§ **Brief A**:
Answer these questions using the smart grid article:
(i) What was the total global smart grid investment in 2013?
(ii) To what national total did China's smart meter installations rise?
(iii) By what percentage did the North American market shrink during 2013?
§ **Brief B**:
Repeat word for word the passage of the smart grid article that begins at the words "by Joshua S" and stops after "grid spending worldwide.".

§ **Source text**:

########

China Leads as U.S. Falls Behind in Global Smart Grid Investment

by Joshua S Hill

According to new figures from Bloomberg New Energy Finance (BNEF), global smart grid investment grew to $14.9 billion in 2013, up from $14.2 billion in 2012, and being led by China, who finished the year as the world’s largest smart grid market.

Renewable Energy. The Smart Grid. Image courtesy of Hitachi.
Renewable Energy. The Smart Grid. Image courtesy of Hitachi.

China’s place at the top comes at the expense of the United States, as the North American market continued to slow and China dollar investment into their smart grid exceeded that of the US, thanks in part to the installation of 62 million smart meters, a market which accounted for just under half of the total smart grid spending worldwide.

China’s investiture into smart grid technology amounted to $4.3 billion during 2013, with a large share going towards the installation of smart meters, bringing their national total up to 250 million. However, the country has indicated that it is aiming to extend the end-date for completing its metering program from 2015 to 2017.

On the flipside, US smart grid spending slowed during 2013, as the North American market shrunk 33% to $3.6 billion during 2013, thanks in part to the conclusion of US stimulus-funded projects.

Global investment in the smart grid increased relatively modestly last year after five years of rapid growth. But the fundamental drivers of the smart grid – greater grid reliability, further integration of renewable energy, and improved demand-side management – are stronger than ever.

########

§ **Provided data**:
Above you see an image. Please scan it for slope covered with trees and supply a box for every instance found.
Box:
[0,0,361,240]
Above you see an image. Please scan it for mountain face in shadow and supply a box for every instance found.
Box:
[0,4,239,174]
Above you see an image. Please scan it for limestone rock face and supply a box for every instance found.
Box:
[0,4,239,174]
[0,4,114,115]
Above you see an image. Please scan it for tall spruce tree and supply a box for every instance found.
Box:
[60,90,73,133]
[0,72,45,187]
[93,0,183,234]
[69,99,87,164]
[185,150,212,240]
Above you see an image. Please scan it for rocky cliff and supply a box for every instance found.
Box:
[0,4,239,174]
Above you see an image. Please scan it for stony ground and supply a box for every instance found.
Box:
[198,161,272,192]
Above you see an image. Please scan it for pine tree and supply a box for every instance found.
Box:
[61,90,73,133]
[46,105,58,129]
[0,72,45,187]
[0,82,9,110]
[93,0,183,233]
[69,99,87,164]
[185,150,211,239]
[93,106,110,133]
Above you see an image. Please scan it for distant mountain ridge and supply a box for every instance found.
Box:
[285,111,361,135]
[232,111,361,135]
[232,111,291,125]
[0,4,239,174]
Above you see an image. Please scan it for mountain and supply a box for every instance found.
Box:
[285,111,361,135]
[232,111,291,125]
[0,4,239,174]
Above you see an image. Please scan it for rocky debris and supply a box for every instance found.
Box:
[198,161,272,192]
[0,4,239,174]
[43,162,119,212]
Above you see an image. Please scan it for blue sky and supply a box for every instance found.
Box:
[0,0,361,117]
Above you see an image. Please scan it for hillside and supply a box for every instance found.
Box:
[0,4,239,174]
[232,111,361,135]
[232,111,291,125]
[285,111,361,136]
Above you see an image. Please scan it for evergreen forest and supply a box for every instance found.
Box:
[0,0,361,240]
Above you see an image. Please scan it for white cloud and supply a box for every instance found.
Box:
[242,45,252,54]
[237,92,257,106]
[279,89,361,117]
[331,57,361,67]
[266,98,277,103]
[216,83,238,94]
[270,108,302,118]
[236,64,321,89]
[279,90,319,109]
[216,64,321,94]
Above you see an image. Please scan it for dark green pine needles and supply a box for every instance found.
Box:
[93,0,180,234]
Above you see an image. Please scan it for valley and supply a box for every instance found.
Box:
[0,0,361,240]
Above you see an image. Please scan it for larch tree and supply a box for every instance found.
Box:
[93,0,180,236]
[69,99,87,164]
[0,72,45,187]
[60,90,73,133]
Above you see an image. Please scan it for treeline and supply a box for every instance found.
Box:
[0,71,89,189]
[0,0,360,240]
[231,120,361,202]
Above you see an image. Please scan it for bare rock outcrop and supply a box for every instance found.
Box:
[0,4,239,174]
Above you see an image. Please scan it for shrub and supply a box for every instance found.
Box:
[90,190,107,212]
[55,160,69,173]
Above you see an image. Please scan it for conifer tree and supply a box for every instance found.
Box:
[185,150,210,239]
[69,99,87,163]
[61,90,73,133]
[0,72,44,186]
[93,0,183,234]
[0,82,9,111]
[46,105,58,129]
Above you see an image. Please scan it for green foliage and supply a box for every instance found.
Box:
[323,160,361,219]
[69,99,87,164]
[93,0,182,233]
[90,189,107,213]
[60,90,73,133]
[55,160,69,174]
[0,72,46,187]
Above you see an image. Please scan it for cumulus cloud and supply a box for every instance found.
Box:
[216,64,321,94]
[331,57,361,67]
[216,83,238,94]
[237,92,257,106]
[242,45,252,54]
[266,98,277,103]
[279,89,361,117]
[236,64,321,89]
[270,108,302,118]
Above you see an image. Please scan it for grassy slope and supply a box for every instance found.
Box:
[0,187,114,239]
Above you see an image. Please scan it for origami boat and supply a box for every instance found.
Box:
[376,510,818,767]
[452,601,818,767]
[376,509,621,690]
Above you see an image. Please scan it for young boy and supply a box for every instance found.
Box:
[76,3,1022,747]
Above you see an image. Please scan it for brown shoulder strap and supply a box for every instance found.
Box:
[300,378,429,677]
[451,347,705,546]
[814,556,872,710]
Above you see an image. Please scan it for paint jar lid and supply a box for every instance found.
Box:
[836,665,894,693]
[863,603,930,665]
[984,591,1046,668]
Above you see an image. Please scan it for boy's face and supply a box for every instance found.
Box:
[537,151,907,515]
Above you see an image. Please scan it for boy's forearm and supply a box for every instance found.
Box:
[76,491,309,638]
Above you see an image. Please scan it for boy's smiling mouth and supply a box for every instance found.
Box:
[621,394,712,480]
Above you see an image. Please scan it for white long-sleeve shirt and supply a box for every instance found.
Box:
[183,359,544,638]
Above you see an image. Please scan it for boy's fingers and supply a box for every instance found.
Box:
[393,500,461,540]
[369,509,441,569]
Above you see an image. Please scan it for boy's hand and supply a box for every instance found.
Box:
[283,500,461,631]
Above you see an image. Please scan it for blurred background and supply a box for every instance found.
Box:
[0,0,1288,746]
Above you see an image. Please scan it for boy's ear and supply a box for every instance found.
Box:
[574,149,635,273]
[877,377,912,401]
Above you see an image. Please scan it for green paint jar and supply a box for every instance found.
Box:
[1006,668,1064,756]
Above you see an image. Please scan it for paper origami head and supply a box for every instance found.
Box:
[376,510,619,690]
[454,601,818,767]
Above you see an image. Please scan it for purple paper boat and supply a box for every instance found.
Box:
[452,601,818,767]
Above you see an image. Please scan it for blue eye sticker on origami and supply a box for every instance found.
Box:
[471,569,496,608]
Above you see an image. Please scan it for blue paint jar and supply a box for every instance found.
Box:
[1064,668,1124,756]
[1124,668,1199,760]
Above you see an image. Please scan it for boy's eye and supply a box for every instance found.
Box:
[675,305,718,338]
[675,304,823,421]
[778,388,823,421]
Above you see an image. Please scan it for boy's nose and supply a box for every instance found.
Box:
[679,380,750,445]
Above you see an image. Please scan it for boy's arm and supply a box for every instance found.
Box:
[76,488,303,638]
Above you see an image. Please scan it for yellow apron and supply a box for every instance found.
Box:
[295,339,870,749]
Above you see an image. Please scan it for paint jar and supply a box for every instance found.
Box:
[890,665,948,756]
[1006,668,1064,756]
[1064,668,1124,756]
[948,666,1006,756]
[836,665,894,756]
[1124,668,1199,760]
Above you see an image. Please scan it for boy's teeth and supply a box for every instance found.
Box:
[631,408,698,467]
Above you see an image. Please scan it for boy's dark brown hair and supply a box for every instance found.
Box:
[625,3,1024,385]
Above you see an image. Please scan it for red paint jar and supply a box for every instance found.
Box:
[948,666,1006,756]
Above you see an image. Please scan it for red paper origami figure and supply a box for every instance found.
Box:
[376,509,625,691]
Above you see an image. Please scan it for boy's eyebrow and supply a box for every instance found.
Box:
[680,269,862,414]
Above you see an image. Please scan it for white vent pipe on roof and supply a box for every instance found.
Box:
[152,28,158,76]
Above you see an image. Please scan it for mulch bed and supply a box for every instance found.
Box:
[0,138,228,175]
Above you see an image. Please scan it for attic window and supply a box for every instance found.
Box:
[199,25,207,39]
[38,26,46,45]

########

§ **Task solution A**:
(i) $14.9 billion
(ii) 250 million
(iii) 33%

§ **Task solution B**:
by Joshua S Hill

According to new figures from Bloomberg New Energy Finance (BNEF), global smart grid investment grew to $14.9 billion in 2013, up from $14.2 billion in 2012, and being led by China, who finished the year as the world’s largest smart grid market.

Renewable Energy. The Smart Grid. Image courtesy of Hitachi.
Renewable Energy. The Smart Grid. Image courtesy of Hitachi.

China’s place at the top comes at the expense of the United States, as the North American market continued to slow and China dollar investment into their smart grid exceeded that of the US, thanks in part to the installation of 62 million smart meters, a market which accounted for just under half of the total smart grid spending worldwide.